* **DATA FOR THE TASK**

'''

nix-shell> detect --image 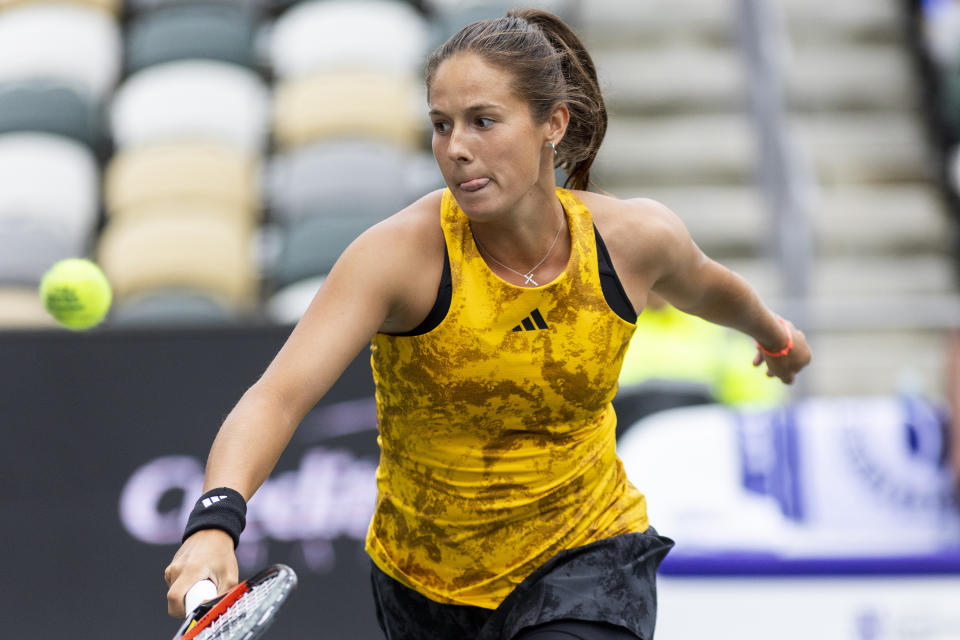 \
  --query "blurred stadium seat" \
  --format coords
[112,60,269,151]
[0,80,104,150]
[124,2,266,73]
[104,139,260,217]
[273,72,428,149]
[0,3,122,101]
[98,214,258,304]
[0,133,100,251]
[270,0,431,80]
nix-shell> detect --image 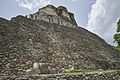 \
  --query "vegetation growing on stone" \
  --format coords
[114,19,120,51]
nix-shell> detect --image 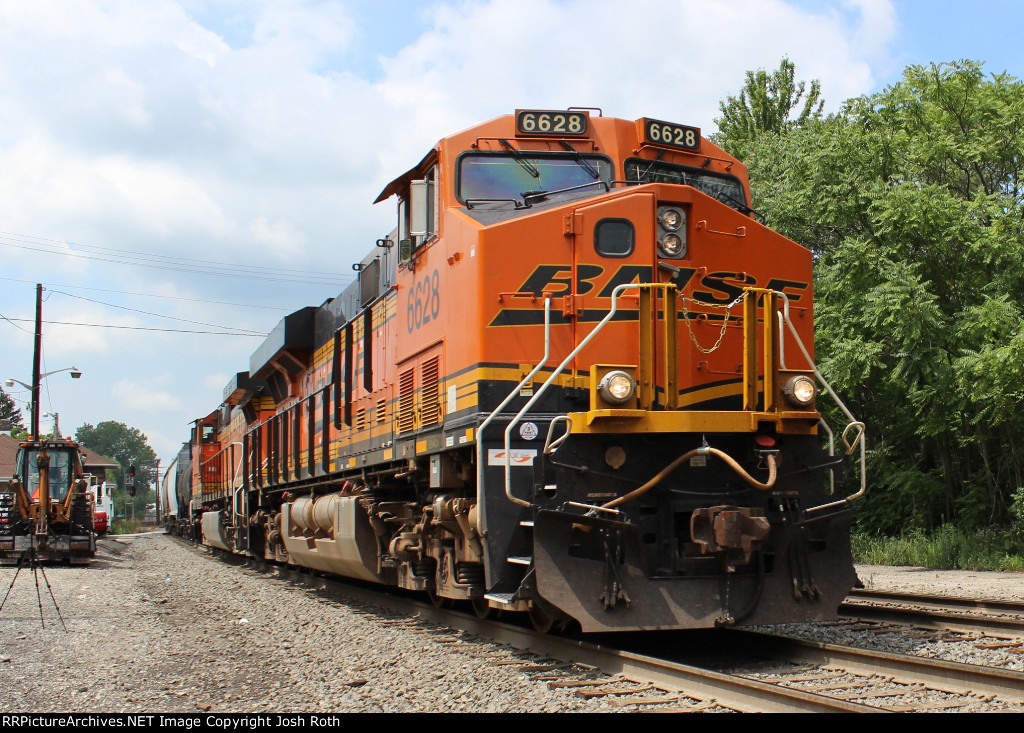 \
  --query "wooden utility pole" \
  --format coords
[32,283,43,440]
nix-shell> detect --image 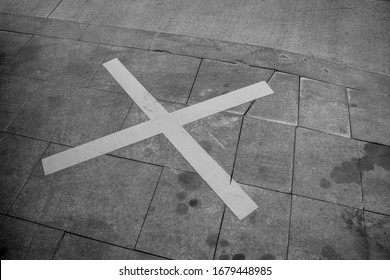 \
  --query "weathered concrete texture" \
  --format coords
[234,118,295,192]
[5,36,109,86]
[0,215,63,260]
[7,82,132,145]
[0,0,61,17]
[293,128,363,208]
[150,33,276,68]
[51,0,390,74]
[215,186,290,260]
[364,212,390,260]
[0,31,32,71]
[246,72,299,126]
[359,142,390,215]
[299,78,350,137]
[90,47,200,104]
[188,60,273,115]
[0,13,87,40]
[80,24,156,50]
[10,144,161,248]
[0,75,41,130]
[275,51,390,95]
[348,90,390,145]
[54,233,159,260]
[113,102,241,174]
[0,132,49,213]
[136,168,224,259]
[288,196,367,260]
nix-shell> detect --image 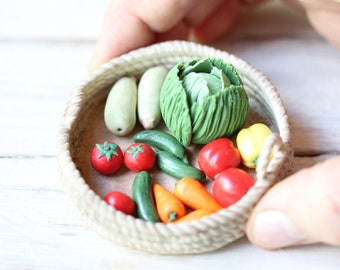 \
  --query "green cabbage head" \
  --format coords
[160,58,249,146]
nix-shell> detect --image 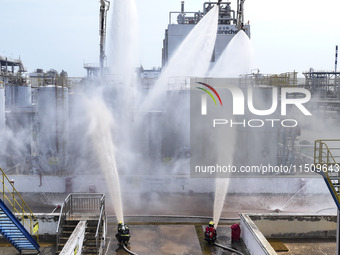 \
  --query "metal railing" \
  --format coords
[314,139,340,210]
[314,139,340,170]
[95,195,107,254]
[56,193,107,253]
[0,168,39,243]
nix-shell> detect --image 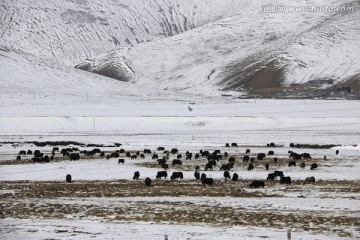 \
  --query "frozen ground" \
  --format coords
[0,96,360,239]
[0,219,351,240]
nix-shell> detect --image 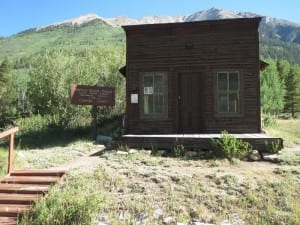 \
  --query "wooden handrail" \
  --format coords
[0,127,19,173]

'''

Locate every line above that contains the word "wooden" and copy each one in full.

* **SOLUTION FOR THIS EXERCISE**
  --query "wooden utility pole" \
  --query "wooden handrail" \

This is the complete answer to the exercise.